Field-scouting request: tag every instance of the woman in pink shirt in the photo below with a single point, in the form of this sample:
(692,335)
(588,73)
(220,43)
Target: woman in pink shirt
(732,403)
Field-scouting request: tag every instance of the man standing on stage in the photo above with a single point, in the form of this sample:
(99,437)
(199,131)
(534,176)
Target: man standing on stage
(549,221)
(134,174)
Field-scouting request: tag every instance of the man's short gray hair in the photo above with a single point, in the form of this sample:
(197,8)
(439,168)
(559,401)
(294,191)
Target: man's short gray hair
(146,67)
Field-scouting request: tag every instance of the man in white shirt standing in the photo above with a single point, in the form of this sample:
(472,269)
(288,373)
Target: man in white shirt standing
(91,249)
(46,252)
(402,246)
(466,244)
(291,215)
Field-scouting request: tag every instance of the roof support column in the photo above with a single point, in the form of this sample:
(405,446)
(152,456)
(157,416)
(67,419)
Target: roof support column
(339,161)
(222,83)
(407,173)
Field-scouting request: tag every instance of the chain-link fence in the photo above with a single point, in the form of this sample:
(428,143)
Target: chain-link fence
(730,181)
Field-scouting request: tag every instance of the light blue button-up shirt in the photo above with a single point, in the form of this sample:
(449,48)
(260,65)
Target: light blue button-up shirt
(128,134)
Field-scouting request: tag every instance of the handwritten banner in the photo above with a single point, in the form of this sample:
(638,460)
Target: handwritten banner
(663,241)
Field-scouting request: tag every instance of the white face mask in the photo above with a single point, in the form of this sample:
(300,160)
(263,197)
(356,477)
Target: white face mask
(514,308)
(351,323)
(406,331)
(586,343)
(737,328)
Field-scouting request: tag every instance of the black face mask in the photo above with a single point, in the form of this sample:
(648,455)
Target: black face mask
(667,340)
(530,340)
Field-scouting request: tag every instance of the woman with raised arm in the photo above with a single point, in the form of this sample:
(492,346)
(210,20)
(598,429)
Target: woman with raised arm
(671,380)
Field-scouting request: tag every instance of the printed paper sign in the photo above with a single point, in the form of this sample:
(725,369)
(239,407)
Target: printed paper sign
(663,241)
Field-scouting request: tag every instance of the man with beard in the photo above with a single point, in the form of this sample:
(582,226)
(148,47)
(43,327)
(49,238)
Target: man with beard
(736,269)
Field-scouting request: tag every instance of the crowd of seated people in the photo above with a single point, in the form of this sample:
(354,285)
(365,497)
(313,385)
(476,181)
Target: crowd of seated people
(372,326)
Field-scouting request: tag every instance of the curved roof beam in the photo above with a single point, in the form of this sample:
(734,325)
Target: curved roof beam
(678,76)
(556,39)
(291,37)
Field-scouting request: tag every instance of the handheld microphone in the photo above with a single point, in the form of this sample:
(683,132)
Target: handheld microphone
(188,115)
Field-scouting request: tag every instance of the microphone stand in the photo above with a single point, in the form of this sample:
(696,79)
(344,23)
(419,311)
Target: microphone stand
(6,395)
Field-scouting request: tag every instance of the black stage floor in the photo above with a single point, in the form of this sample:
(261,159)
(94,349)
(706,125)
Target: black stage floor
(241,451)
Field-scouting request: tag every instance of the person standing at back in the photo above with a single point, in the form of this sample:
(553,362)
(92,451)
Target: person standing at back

##############################

• [The exercise] Swap every "Field-scouting request" in the listing above for "Point-labeling request" and write out the whole listing again, leaving everything else as it is.

• [Exercise response]
Point-labeling request: tag every instance of the woman in pink shirt in the photo below with a single point, in the form of this sample:
(692,335)
(588,73)
(220,43)
Target: woman in pink shirt
(732,403)
Point-labeling request: tag every instance of the man standing on stage in the photo above with a single point, in the form of this sample:
(99,437)
(199,131)
(534,176)
Target: man standing on stage
(549,221)
(134,174)
Point-labeling request: tag every instance of the man's short gray hair in the photo above with a single point, in the form of this sample:
(197,8)
(439,168)
(559,401)
(294,191)
Target: man's short gray hair
(146,67)
Point-labeling request: tag every instance of the man in white shirt standing in the photo above with a single point, in the form of this sample:
(472,269)
(288,373)
Target: man in white shirt standing
(91,249)
(46,252)
(402,246)
(466,244)
(291,215)
Point-labeling request: tag every instance of the roof support column in the photo above with a single point, in the form of this sample:
(405,446)
(152,456)
(157,416)
(67,419)
Target: roof support column
(339,161)
(222,83)
(407,173)
Point-labeling request: tag every instance of the chain-link fence in the photo above with a single point, in the form of this sample:
(428,143)
Target: chain-link fence
(730,181)
Point-labeling request: tag every instance of the light blue button-up shirt in the photo above with a single point, in the form of this sample:
(449,48)
(260,65)
Target: light blue button-up shirt
(128,134)
Point-labeling request: tag every instance of the handwritten banner in the photo above with a single point, in the form of this sample:
(638,460)
Target: handwritten banner
(663,241)
Point-labeling request: tag every instance of the white face mask in the photo above with a single point, in the form of this sample:
(300,160)
(263,197)
(356,477)
Target: white face mask
(514,308)
(351,323)
(406,331)
(586,343)
(737,328)
Point-labeling request: tag every instance of the black face mask in the photo above with a single point, in the form of this sample:
(648,455)
Target: black face mask
(667,340)
(530,340)
Point-labeling request: tag every instance of the woman with raised arm in the photo above with a single point, in the form of this sample:
(492,346)
(210,20)
(598,429)
Target: woman with raised arm
(671,380)
Point-labeling request: tag every instance of the printed paper sign in the photo above with a single point, in the form of this sample:
(725,369)
(239,407)
Target: printed paper sign
(663,241)
Point-labeling request: tag every instance of the man with beard in the photo above with a single point, in the form of this sample:
(582,226)
(148,47)
(43,327)
(49,238)
Target: man with beard
(736,269)
Point-labeling request: tag every instance of the crowd of seated people in the photo above with a single point, in the form of this sample:
(354,285)
(365,497)
(313,385)
(476,181)
Target: crowd of seated people
(372,326)
Point-labeling request: tag every instance of the curved roof beam in the photo above with a single point, in the form of this sample:
(734,325)
Target: curved roof beam
(678,76)
(556,39)
(291,37)
Point-labeling request: tag every instance of the handheld microphone in the photo above with a single point, in the form of this sample:
(683,132)
Target: handheld microphone
(188,115)
Point-labeling request: tag every instance of the microphone stand in the photo above with a single point, in the form of this sample:
(696,79)
(344,23)
(419,311)
Target: microphone stand
(6,395)
Point-labeling request: tag every instance of the black stage floor in the photo above with a single point, in the form of this sample:
(261,159)
(94,349)
(706,125)
Target: black stage floor
(241,451)
Point-labeling request: tag every instance of the person standing at back in the photo above with a single point, in the form of this sample:
(553,362)
(92,451)
Target: person standing at back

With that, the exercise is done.